Excerpts from point-annotation data
┏━━

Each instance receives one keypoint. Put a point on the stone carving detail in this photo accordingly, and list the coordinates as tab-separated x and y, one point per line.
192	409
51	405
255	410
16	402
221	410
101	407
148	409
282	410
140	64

┗━━

Problem description. Please copy all of the material above line for line, changing nothing.

Exercise output.
Each instance receives one keypoint. Put a point on the stone carving detail in this photo accordingly, and list the coordinates as tab-separated x and y, one point per line.
192	409
51	405
255	410
16	402
221	410
101	407
148	409
282	410
140	64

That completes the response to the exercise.